→ Предложенный текст

Массовая и немассовая культуры
Без всяких преувеличений можно утверждать: мы живем в эпоху массовой культуры. Достаточно оглянуться вокруг, присмотреться к окружающему нас миру, чтобы признать непреложность данного факта: на телевизионных экранах, на подмостках сцен, в радиоэфире, на рекламных уличных щитах, во время работы и отдыха, в словах случайных попутчиков, в нашей собственной речи... везде правит бал и задает тон вездесущий масскульт. От него негде скрыться. Радикальные социально-политические изменения, произошедшие в нашей стране в течение неполных последних двух десятилетий, столкнули российское общество с теми культурными формами, которые ранее были известны ему понаслышке. В советском обществе они оценивались как очевидные свидетельства деградации "загнивающего капитализма". Теперь массовая культура - беда и нашего дня: вчерашнего, сегодняшнего и, несомненно, завтрашнего. Отношение к массовой культуре и у нас, и за рубежом чаще всего негативное, что не совсем справедливо. Как мы увидим далее, масскульт - это, скорее, вынужденная мера, неизбежная в нынешних социально-исторических условиях, нежели вредоносный побочный продукт "неправильного" развития.
О массовой культуре говорят и пишут бесконечно много. Кто только ни старается "заклеймить позором" или, напротив, "пропеть дифирамб" этому явлению: ученые, публицисты, артисты, политики, художники. Между тем до сегодняшнего дня как в обществе, так и в гуманитарном знании, в том числе в культурологии, остаются непроясненными существенные моменты теоретического и практического плана. Нет единого мнения относительно того, что считать массовой культурой и как определять ее временные границы: присутствовала ли она во всех исторических типах культуры или в их большинстве, выступая субкультурным или контркультурным образованием, либо это признак только нашей эпохи?
В самом деле, что можно считать массовой культурой? Комиксы, триллеры, "дамские" романы, музыкальную "попсу", низкопробный "ширпотреб" и прочие образцы "низкого жанра", которые колют глаза ревнителей "высоких стилей"? При таком подходе массовая культура является набором определенных видов, жанров, направлений, стилей, иначе говоря, форм, простых и примитивных. Но как в этом случае относиться к тому обстоятельству, что многое из того, что еще совсем недавно входило в разряд масскульта, сегодня числится среди великих откровений человеческого духа? Творчество А. Вяльцевой, Э. Фицджеральд, Э. Пресли, мюзикл "Вестсайдская история" или, например, романы А. Кристи сегодня считаются "классикой". В то же время растиражированные и смотрящие на нас рекламные щиты с изображением леонардовской Джоконды едва ли поднимаются выше "дешевого ширпотреба". Миграция культурных форм из одного разряда в другой (из массового в немассовый и наоборот) происходит непрерывно. Одни предметы, имена, жанры, формы оказываются "вдруг" великими, на все времена созданными откровениями, другие же, имеющие вроде бы "безупречную репутацию", напротив, низвергаются и начинают успешно циркулировать по каналам масскульта.
Поэтому, чтобы определить хотя бы в общих чертах, чем же отличается массовая культура от других форм культуры, обратимся не к фактам (примерам, направлениям, видам и жанрам), а к условиям, попадая в которые тот или иной феномен становится масскультовым, и прежде всего к агенту (презентанту) массовой культуры - массе.

→ Собранный материал
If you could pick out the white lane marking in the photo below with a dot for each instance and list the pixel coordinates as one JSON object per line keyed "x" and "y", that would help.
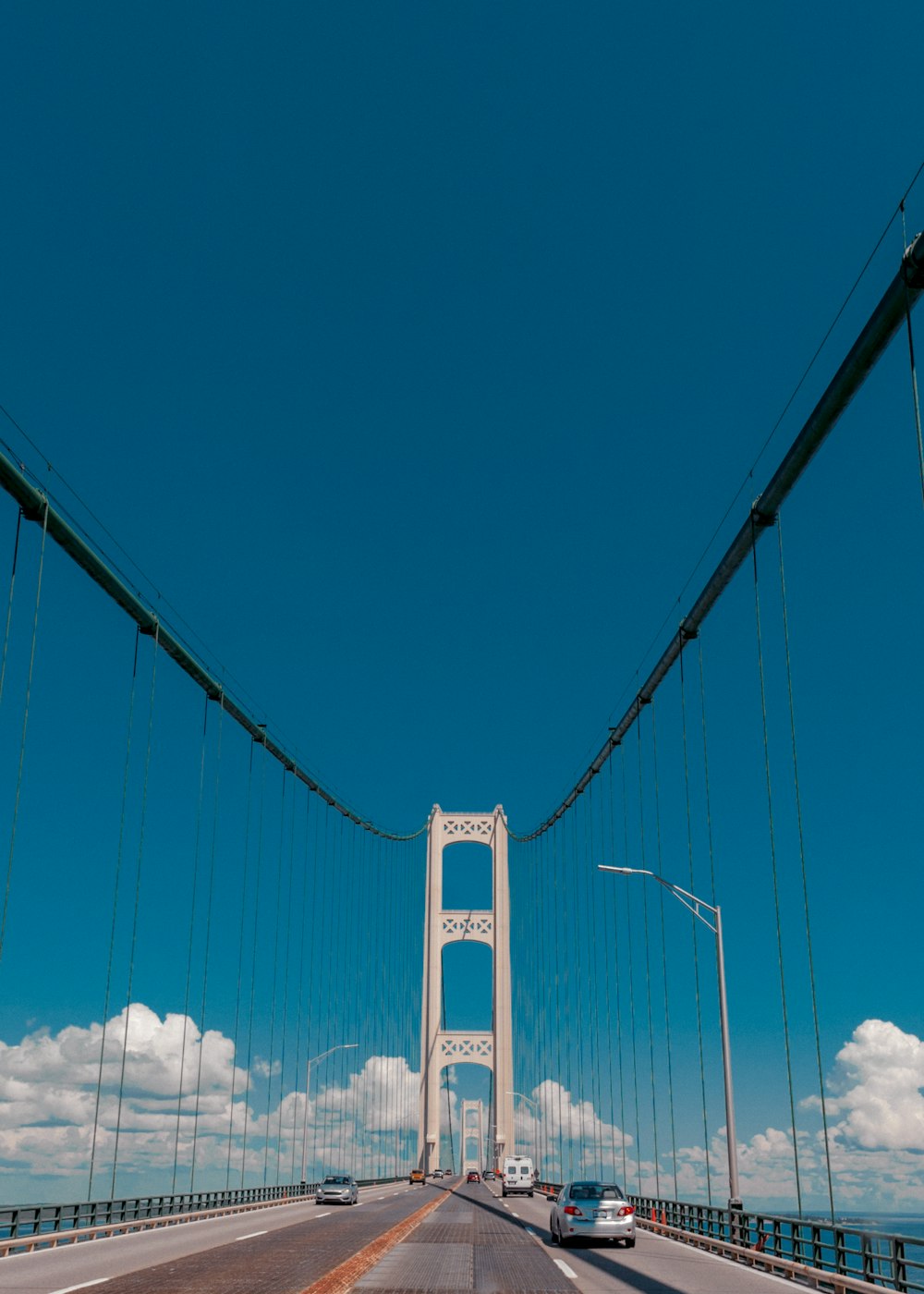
{"x": 67, "y": 1289}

→ Указание 1
Определите, согласуется ли с текстом о массовой культуре каждое из утверждений: (а) в советском обществе массовая культура оценивалась как свидетельство деградации капитализма; (б) в тексте отрицательное отношение к массовой культуре названо вполне справедливым; (в) культурные формы переходят из массового разряда в немассовый лишь изредка. Для каждого утверждения ответьте «да» или «нет» и дословно приведите решающие слова текста.
→ Указание 2
Выпишите без изменений отрывок из текста о массовой культуре, который начинается словами «О массовой культуре» и заканчивается словами «только нашей эпохи?» включительно.

→ Готовый ответ 1
(а) Да: «В советском обществе они оценивались как очевидные свидетельства деградации "загнивающего капитализма".»
(б) Нет: «Отношение к массовой культуре и у нас, и за рубежом чаще всего негативное, что не совсем справедливо.»
(в) Нет: «Миграция культурных форм из одного разряда в другой (из массового в немассовый и наоборот) происходит непрерывно.»

→ Готовый ответ 2
О массовой культуре говорят и пишут бесконечно много. Кто только ни старается "заклеймить позором" или, напротив, "пропеть дифирамб" этому явлению: ученые, публицисты, артисты, политики, художники. Между тем до сегодняшнего дня как в обществе, так и в гуманитарном знании, в том числе в культурологии, остаются непроясненными существенные моменты теоретического и практического плана. Нет единого мнения относительно того, что считать массовой культурой и как определять ее временные границы: присутствовала ли она во всех исторических типах культуры или в их большинстве, выступая субкультурным или контркультурным образованием, либо это признак только нашей эпохи?